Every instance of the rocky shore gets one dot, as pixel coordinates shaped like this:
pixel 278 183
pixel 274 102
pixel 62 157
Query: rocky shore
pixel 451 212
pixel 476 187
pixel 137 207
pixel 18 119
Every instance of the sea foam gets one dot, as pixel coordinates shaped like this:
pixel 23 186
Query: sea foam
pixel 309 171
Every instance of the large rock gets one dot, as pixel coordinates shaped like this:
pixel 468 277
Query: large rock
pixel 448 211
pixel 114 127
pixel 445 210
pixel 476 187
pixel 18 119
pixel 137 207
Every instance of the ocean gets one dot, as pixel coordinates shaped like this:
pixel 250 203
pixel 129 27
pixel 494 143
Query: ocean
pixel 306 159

**ASSIGNED TASK:**
Copy each line of the records verbatim.

**WRITTEN REPLY:**
Every instance of the rocky shore gets one dot, as pixel coordinates shaped like this:
pixel 278 183
pixel 274 102
pixel 62 157
Query: rocky shore
pixel 451 212
pixel 476 187
pixel 137 207
pixel 18 119
Every instance of the sea foam gets one dot, as pixel coordinates shaped like this:
pixel 23 186
Query: sea foam
pixel 309 171
Every instance of the large rock gets one dot, as pixel coordinates shaped like this:
pixel 468 277
Query: large rock
pixel 448 211
pixel 114 127
pixel 445 210
pixel 476 187
pixel 18 119
pixel 137 207
Every instance of the ocean gets one dot, as pixel coordinates shaped like this:
pixel 250 203
pixel 129 27
pixel 494 143
Query: ocean
pixel 306 159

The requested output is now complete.